Description of the task
Replace every instance of "clicks" with "points" throughout the rows below, and reproduce them with no other alteration.

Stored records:

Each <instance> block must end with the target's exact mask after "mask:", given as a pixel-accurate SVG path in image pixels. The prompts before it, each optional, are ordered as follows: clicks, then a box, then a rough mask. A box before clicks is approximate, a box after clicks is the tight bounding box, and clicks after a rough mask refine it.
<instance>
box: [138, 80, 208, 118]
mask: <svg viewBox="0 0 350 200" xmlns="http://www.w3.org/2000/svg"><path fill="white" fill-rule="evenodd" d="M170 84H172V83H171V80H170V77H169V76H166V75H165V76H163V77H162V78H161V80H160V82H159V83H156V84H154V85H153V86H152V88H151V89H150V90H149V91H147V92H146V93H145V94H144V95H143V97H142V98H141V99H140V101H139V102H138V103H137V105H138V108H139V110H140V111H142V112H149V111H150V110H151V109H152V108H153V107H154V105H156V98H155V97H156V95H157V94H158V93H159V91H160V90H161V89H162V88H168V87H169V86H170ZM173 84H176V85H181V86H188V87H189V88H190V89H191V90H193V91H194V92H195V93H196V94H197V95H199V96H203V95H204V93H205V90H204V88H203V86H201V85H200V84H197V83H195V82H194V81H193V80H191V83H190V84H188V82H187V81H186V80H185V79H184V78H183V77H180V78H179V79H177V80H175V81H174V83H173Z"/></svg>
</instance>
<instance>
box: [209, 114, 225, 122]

Reply
Each <instance> block must end with the target's exact mask after "mask:", given as a pixel-accurate SVG path in image pixels. The prompts before it, each optional, are ordered as follows: points, then a box, then a rough mask. A box before points is approximate, a box after points is the tight bounding box, and points after a rough mask refine it.
<instance>
box: [138, 80, 208, 118]
mask: <svg viewBox="0 0 350 200" xmlns="http://www.w3.org/2000/svg"><path fill="white" fill-rule="evenodd" d="M170 84H172V83H171V80H170V77H169V76H166V75H165V76H163V77H162V78H161V80H160V82H159V83H156V84H154V85H153V86H152V88H151V89H150V90H149V91H147V92H146V93H145V94H144V95H143V97H142V98H141V99H140V101H139V102H138V103H137V105H138V108H139V110H140V111H142V112H149V111H150V110H151V109H152V108H153V107H154V105H156V98H155V97H156V95H157V94H158V93H159V91H160V90H161V89H162V88H168V87H169V86H170ZM173 84H176V85H181V86H188V87H189V88H190V89H191V90H193V91H194V92H195V93H196V94H197V95H199V96H203V95H204V93H205V90H204V88H203V86H201V85H200V84H197V83H195V82H194V81H193V80H191V83H190V84H188V82H187V81H186V80H185V79H184V78H183V77H180V78H179V79H177V80H175V81H174V83H173Z"/></svg>
</instance>
<instance>
box: [209, 114, 225, 122]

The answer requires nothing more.